What you have to do -> Extract exactly the range of lines bounded by the line containing "If you could mark the fish fin" and the final line of the listing, both ends included, and no other lines.

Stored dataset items
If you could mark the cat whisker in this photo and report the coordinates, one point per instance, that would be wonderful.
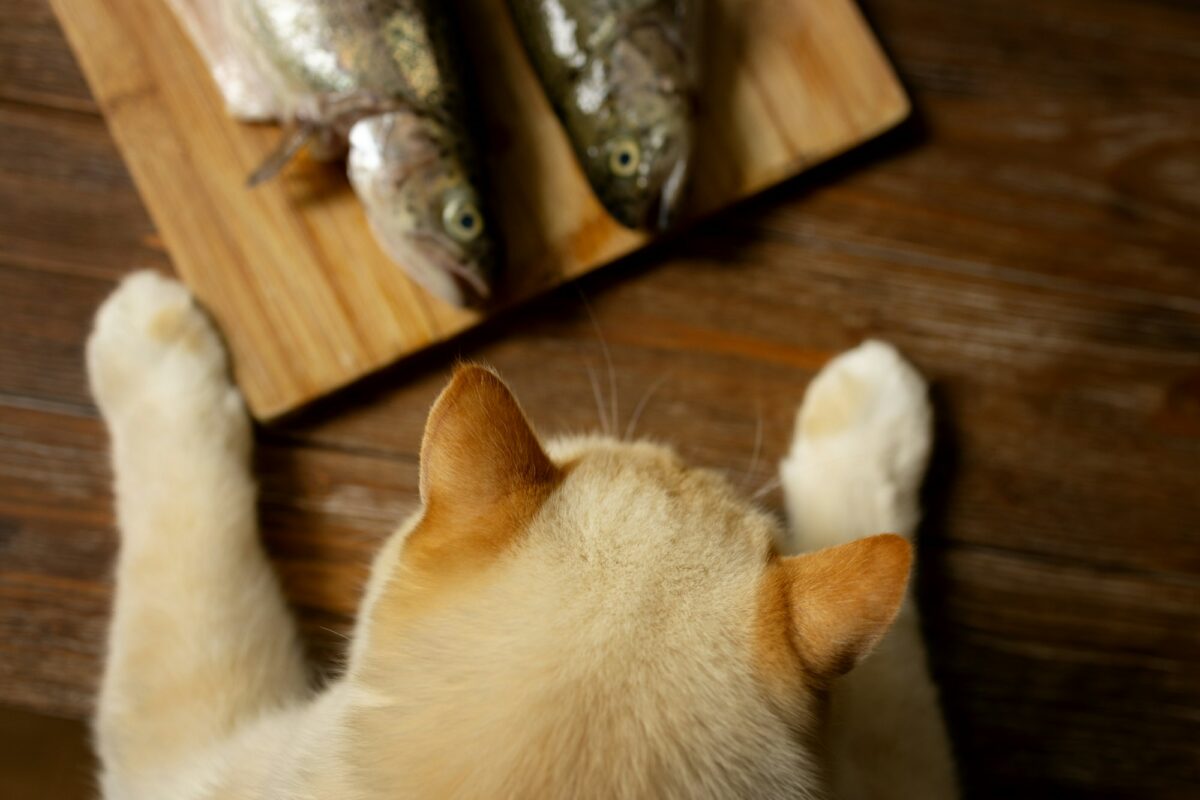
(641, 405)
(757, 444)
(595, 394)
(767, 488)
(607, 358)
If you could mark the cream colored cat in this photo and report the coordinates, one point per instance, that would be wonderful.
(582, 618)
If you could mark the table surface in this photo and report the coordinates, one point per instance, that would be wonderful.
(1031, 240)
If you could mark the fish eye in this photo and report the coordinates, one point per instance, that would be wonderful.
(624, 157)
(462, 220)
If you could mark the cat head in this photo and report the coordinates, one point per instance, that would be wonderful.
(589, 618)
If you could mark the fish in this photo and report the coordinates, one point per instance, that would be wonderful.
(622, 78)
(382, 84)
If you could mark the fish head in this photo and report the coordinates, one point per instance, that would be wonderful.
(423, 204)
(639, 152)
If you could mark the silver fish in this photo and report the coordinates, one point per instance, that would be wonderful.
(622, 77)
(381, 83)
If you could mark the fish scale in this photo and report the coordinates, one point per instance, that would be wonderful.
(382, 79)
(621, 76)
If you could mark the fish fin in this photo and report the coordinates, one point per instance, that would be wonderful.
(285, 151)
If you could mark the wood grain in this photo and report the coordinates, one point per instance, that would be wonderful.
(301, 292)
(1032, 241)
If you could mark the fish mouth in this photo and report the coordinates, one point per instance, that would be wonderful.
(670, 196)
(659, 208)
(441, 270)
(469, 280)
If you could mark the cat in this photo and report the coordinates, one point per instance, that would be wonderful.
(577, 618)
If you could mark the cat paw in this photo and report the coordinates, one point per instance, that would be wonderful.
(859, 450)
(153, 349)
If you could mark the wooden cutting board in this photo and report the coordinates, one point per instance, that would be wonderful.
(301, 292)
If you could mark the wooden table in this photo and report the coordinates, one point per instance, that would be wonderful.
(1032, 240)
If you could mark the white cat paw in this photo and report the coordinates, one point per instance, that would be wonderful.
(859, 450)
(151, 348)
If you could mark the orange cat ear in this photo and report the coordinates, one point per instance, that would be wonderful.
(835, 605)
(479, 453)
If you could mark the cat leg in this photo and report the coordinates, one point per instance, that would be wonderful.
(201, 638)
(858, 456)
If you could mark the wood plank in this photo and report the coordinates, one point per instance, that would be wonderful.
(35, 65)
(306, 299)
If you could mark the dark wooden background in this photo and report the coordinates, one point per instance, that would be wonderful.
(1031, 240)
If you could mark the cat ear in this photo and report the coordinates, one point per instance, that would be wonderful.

Solution to the problem ->
If you could mark the fish fin in this photo and report the coordinates, one point per instance, that would be wonderful.
(285, 151)
If you could mark the wood grain in this photo and report the coordinates, one point per instance, that would be wonderful.
(301, 292)
(1032, 241)
If you could mark the fish mouth in this photo and report the coordinates, one point per instance, that would be wonderful.
(670, 196)
(659, 208)
(441, 270)
(469, 280)
If you could mark the cat in this photo and report the coordinates, one point per instance, that would be wonderful.
(577, 618)
If you could mark the cat paw in this photo and report the coordinates, one point per instance, that would be wonderful.
(859, 450)
(153, 349)
If you could mark the wooden cutting board in this photo and report the coordinates, one point per instance, that would be wonderful.
(301, 292)
If you could mark the wooden table in this photo and report the coordinates, one point per instance, that would be wonderful.
(1032, 240)
If you could mark the white cat paw in this photo and report the coordinates, one point per instance, that would be wonderful.
(859, 450)
(151, 348)
If you could mark the orange cat ear in this photo and report the coordinates, one point per instance, that would be wonderful.
(835, 605)
(479, 453)
If you could mark the cat leg in this photo and report the coordinates, one point per instance, that would be wonderful.
(201, 638)
(858, 456)
If you could mark the wood plank in this photo and report the coordinates, one point per instance, that would be wonderful.
(35, 65)
(306, 299)
If you could mark the dark wooden background in this photo and report the coordinates, one point per instance, that would be wonderful.
(1031, 240)
If you could mark the cat ear in this photo and report the coordinates, one point per instance, that would be wonderful.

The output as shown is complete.